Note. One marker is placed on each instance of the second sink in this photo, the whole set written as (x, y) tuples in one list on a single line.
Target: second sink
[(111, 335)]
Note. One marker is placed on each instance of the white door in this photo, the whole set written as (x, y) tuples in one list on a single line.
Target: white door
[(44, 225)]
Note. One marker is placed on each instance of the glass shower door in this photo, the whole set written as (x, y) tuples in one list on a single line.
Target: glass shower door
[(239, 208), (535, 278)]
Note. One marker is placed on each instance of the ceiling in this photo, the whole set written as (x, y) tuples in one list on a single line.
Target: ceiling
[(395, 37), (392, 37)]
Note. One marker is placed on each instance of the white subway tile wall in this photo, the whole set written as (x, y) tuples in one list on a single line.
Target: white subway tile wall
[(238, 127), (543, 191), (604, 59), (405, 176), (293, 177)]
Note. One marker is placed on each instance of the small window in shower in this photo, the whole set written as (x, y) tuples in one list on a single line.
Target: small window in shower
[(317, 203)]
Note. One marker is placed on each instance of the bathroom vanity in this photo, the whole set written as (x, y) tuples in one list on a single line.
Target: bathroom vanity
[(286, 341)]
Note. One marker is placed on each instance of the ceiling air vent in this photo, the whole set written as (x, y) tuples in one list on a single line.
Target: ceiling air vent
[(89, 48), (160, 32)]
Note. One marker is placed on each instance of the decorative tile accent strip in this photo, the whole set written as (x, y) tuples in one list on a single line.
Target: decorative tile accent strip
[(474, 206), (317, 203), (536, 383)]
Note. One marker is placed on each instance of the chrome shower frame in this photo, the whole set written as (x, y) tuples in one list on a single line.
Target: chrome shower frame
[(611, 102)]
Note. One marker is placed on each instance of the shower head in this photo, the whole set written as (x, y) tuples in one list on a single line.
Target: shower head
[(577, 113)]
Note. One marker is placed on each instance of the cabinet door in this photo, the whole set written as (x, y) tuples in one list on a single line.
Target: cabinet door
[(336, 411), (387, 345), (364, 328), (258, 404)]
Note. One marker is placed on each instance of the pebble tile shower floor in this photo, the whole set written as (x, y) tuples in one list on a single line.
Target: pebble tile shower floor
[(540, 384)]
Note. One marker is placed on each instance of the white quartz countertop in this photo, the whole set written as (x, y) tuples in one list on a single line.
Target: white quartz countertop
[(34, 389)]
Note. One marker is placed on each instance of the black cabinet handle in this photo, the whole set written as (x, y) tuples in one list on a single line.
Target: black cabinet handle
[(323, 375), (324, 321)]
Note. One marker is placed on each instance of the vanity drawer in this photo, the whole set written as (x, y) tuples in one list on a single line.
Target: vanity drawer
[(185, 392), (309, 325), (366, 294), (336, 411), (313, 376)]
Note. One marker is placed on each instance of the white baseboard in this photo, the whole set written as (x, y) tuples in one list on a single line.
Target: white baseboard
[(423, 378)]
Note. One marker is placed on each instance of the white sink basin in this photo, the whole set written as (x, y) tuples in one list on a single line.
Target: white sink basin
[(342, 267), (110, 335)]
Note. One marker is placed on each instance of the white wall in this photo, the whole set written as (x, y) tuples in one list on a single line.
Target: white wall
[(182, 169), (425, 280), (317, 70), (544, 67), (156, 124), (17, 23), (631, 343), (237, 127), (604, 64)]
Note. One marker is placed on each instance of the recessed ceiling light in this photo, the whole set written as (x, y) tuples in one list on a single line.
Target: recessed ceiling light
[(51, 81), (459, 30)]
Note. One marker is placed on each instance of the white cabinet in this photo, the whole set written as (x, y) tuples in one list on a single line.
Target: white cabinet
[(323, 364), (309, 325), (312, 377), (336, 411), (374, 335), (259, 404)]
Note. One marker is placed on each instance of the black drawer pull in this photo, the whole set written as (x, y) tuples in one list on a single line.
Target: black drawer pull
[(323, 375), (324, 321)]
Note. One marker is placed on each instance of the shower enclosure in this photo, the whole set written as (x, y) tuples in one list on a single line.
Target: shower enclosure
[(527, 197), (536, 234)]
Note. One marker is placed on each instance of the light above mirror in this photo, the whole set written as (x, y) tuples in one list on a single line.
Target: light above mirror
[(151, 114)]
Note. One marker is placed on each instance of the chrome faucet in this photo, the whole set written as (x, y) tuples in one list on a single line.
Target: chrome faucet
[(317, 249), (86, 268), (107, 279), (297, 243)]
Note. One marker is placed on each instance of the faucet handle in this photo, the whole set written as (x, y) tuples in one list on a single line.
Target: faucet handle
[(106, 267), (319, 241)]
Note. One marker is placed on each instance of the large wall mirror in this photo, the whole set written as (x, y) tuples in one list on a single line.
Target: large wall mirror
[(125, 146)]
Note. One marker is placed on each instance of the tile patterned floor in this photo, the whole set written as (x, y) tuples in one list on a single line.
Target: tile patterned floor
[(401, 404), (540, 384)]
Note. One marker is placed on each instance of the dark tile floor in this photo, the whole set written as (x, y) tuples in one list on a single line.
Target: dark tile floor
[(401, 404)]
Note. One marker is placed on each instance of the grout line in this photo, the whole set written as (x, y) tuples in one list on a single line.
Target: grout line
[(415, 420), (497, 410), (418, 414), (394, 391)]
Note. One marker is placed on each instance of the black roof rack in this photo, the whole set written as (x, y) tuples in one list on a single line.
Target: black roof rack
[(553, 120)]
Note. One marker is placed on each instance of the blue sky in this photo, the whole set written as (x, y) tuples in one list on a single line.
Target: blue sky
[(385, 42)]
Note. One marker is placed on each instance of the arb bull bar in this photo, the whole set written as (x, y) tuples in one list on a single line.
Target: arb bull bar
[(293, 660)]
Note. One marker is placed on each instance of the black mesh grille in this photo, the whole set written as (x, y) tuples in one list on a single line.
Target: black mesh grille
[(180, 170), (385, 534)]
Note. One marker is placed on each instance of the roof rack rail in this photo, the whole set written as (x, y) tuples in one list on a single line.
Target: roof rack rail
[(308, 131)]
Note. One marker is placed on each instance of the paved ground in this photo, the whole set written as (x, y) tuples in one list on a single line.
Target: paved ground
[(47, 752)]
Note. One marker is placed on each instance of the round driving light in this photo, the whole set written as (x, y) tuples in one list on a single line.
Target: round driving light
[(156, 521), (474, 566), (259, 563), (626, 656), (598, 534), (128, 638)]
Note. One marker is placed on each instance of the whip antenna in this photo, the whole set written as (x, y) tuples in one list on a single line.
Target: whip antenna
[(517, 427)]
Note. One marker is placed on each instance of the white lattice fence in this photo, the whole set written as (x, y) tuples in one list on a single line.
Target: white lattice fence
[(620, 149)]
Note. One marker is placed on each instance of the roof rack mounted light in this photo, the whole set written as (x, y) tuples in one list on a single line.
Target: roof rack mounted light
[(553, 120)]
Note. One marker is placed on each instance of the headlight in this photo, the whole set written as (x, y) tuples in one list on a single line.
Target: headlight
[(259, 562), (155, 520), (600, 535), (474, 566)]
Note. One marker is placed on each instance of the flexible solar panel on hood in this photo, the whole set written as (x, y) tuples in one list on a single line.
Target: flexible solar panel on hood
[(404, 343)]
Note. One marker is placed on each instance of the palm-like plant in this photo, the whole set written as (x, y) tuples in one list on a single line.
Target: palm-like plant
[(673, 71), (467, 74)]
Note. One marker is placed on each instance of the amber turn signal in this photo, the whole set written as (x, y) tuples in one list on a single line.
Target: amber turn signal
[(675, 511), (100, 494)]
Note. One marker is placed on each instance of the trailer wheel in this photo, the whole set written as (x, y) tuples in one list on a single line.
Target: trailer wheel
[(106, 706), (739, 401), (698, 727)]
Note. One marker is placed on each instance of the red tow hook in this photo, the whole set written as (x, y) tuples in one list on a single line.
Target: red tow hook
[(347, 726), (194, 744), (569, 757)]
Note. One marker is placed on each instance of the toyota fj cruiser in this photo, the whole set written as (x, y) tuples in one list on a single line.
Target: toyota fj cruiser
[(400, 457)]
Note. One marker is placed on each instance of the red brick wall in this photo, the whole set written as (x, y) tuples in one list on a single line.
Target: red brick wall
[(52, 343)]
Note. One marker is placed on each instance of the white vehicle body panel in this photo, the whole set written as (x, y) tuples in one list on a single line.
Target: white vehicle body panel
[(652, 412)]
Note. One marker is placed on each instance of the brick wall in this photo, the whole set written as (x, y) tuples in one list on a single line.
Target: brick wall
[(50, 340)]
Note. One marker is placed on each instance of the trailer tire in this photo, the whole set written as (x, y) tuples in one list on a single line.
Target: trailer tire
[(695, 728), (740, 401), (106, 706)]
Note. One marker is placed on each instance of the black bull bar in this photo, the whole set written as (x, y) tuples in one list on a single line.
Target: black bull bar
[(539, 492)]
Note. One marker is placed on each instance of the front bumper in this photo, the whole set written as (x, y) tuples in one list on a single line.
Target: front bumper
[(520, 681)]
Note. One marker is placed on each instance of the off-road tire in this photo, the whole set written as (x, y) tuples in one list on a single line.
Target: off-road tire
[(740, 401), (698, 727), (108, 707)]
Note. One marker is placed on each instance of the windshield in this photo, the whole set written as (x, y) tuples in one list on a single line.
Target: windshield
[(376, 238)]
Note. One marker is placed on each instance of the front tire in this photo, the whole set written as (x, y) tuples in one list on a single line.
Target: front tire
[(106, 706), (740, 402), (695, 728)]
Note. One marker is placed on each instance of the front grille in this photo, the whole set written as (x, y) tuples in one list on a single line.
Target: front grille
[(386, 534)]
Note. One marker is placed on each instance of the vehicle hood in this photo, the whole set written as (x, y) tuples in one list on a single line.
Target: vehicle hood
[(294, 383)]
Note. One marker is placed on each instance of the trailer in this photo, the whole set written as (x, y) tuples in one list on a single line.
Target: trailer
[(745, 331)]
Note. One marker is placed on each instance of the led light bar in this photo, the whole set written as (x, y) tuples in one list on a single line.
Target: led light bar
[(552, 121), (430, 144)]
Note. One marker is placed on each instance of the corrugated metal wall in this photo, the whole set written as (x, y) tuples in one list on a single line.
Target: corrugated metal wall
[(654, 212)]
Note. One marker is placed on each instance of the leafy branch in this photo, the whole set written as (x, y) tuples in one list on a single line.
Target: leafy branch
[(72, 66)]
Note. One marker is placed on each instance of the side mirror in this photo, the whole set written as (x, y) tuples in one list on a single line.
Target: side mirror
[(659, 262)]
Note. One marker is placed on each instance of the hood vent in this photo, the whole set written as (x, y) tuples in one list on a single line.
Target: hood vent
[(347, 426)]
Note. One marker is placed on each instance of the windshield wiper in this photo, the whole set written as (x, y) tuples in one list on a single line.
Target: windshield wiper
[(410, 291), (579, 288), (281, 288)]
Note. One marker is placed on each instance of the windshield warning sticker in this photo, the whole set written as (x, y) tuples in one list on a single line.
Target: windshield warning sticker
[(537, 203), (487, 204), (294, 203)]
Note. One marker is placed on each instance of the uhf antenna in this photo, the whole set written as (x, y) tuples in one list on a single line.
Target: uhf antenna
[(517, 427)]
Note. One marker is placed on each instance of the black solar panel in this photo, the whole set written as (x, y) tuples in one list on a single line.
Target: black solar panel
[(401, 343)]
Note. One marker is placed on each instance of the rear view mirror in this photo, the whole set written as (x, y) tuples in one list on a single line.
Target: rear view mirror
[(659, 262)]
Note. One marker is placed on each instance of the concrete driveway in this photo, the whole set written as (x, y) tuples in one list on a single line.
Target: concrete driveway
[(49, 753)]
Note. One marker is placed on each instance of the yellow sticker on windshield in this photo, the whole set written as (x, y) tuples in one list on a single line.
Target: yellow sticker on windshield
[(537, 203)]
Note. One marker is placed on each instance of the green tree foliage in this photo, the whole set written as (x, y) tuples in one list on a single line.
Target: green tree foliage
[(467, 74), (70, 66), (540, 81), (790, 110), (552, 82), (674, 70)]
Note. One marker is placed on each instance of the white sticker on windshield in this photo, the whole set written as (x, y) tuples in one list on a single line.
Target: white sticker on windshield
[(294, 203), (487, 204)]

• **PROBLEM TO SOLVE**: For this exercise, repeat exactly the lines of the data above from the one with "Note. One marker is placed on each instance of the led" down to the one with "the windshield warning", both end lines included.

• **ANSWER TO THE PROBLEM**:
Note. One marker is placed on each instance of the led light bar in this photo, the whole set written as (x, y) tuples in one list on a single line.
Target: led light bar
[(552, 121), (430, 144)]
Note. One marker is placed on each instance of the corrugated metal wall in this photo, the whole set written as (x, y) tuples in one list on a single line.
Target: corrugated metal wall
[(654, 212)]
Note. One marker is placed on each instance of the leafy branch in this photo, the whole set written as (x, y) tuples in one list on a single line.
Target: leafy branch
[(72, 66)]
Note. One marker is placed on each instance of the side mirror in this photo, the whole set written as (x, y) tuples in one list on a single line.
Target: side mirror
[(659, 262)]
Note. One marker is placed on each instance of the hood vent in this photo, the whole set written as (x, y) tuples in one list on a single line.
Target: hood vent
[(347, 426)]
Note. One marker is placed on each instance of the windshield wiper in this photo, the whole set written as (x, y) tuples in one list on a single line.
Target: windshield wiper
[(410, 291), (579, 288), (281, 288)]
Note. One marker is placed on each instance of the windshield warning sticker in this photo, the whole set written as (x, y) tuples in one list on a single line.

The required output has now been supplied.